La ausencia de un centro de interés abre la posibilidad de que todo constituya un centro, sin interferirse. La pintura blanca de Rauschenberg se convierte por ello, en una superficie fluida que se asemeja a aquella otra que Henry David Thoreau imaginaba para el sonido. El filósofo consideraba el sonido como una esfera, como burbujas en la superficie del silencio, -le gustaba recordar a Cage-.
El silencio es una superficie en movimiento, superficie líquida en la que los sonidos se ofrecen a la escucha. Esta superficie no encierra una profundidad de la cual estas burbujas tomarían su identidad para salir a flote. Las burbujas sonoras ocupan de hecho toda la superficie pues, siempre que tendemos el oído podemos escucharlas. El sonido es burbuja cuando llega al oído mientras forma parte de esa superficie silenciosa llena de sonidos. Por lo tanto, tal y como el músico pudo experimentar en la cámara anecoica de la Universidad de Harvard, el silencio no existe en tanto posibilidad de vivencia, siempre hay sonido.
------------------------------
Las tareas:
A) Contesta estas preguntas sobre el texto acerca del silencio:
(i) ¿A qué forma comparaba Thoreau el sonido?
(ii) ¿En qué lugar pudo experimentar el músico que el silencio no existe?
(iii) ¿De quién es la pintura blanca que se menciona?
B) Prosigue el texto sobre el silencio a partir de su última oración.
------------------------------
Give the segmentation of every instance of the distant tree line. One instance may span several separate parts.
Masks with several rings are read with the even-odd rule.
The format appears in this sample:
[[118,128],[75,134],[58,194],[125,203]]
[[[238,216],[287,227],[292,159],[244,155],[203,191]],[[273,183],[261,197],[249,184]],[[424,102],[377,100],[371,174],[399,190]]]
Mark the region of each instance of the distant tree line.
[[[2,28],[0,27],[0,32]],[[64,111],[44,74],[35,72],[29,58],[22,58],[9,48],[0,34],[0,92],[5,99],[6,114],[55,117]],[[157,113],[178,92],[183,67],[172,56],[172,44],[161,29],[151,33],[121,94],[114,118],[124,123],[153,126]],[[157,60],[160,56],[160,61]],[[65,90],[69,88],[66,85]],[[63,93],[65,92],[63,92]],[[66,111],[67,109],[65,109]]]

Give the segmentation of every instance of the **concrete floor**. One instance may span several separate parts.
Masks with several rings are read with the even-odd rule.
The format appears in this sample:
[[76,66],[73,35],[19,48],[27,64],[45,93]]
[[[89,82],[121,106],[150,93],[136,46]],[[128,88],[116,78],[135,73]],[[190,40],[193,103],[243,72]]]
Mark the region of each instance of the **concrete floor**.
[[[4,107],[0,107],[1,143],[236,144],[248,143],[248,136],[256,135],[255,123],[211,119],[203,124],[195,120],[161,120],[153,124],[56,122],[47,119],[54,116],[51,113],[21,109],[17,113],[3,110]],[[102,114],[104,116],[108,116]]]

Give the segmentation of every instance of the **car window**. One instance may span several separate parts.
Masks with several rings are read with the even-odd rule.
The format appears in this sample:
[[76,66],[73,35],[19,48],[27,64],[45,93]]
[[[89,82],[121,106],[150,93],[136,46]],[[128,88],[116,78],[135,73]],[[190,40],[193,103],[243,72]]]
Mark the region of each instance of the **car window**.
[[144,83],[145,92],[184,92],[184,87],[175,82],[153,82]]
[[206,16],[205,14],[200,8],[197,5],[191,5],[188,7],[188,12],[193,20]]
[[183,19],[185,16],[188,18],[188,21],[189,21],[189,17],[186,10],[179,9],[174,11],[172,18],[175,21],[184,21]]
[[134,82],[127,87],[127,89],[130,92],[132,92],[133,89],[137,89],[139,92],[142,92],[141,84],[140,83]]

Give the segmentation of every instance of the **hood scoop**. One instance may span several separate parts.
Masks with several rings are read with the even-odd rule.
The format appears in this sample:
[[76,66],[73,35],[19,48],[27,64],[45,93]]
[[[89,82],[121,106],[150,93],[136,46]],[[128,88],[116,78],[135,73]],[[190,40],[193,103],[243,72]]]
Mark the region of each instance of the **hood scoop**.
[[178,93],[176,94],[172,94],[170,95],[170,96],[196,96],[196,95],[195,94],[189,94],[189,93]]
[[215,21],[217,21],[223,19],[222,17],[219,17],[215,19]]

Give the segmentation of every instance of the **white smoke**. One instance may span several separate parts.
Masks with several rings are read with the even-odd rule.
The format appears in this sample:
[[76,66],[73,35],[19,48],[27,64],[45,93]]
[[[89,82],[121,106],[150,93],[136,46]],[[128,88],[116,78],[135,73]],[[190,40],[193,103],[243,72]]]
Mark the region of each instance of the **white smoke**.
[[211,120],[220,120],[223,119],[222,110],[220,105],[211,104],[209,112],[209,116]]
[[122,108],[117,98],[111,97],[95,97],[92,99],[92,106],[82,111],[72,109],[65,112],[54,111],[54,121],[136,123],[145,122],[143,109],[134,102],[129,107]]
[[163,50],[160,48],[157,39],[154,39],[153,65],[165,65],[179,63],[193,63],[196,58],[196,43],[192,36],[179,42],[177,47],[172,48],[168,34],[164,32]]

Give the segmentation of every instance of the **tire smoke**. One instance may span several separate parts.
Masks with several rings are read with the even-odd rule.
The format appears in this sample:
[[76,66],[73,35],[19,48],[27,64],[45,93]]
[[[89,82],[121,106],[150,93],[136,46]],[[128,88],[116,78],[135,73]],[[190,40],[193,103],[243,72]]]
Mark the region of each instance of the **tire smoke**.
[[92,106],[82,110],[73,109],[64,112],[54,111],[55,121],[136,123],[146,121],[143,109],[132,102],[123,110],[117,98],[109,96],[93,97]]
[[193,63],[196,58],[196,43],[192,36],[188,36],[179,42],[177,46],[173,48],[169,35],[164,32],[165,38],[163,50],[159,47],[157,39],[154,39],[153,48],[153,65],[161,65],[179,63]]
------------------------------
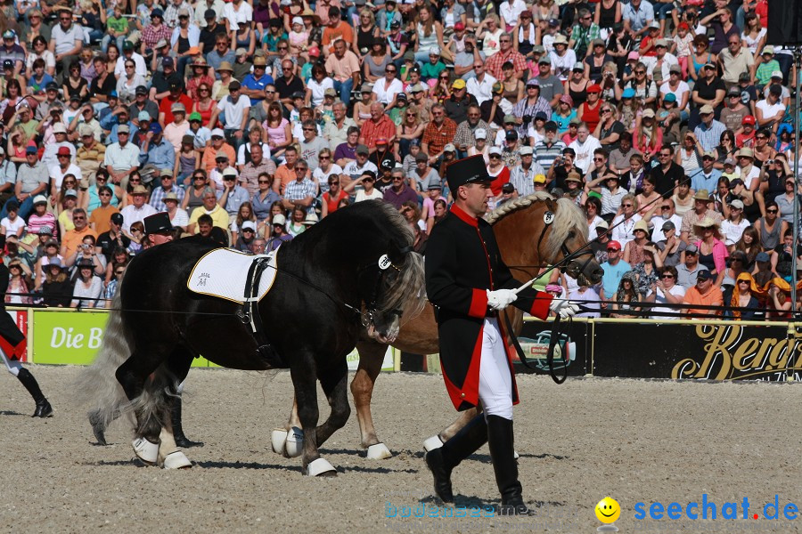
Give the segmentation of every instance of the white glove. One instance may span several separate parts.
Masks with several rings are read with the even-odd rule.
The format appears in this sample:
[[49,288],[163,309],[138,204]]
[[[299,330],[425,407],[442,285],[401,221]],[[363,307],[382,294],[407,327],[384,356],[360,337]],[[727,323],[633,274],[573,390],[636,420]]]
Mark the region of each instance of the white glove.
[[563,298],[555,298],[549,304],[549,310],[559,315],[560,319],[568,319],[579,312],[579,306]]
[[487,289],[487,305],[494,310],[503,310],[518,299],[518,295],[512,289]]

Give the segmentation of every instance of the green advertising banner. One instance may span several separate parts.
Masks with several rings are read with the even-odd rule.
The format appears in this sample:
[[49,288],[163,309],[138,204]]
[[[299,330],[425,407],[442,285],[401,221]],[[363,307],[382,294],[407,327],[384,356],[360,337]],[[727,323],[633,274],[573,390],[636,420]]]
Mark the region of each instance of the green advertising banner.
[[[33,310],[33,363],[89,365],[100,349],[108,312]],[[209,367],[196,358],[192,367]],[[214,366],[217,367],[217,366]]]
------------------------------
Lista de respuestas:
A)
(i) A una esfera, como burbujas en la superficie del silencio.
(ii) En la cámara anecoica de la Universidad de Harvard.
(iii) De Rauschenberg.

B)
La ausencia de centro se revela como ausencia de intencionalidad. “Esto es lo que llamo silencio” afirma Cage, “es decir un estado libre de intención, porque –por ejemplo- siempre tenemos sonidos; y en consecuencia no disponemos de ningún silencio en el mundo. Estamos en un mundo de sonidos. Le llamamos silencio cuando no encontramos una conexión directa con las intenciones que producen los sonidos. Decimos que es un mundo silencioso (quieto) cuando en virtud de nuestra ausencia de intención, no nos parece que haya muchos sonidos. Cuando nos parece que hay muchos, decimos que hay ruido. Pero entre un silencio silencioso y un silencio lleno de ruidos, no hay una diferencia realmente esencial. Esto que va del silencio al ruido, es el estado de no-intención, y es este estado el que me interesa”[2].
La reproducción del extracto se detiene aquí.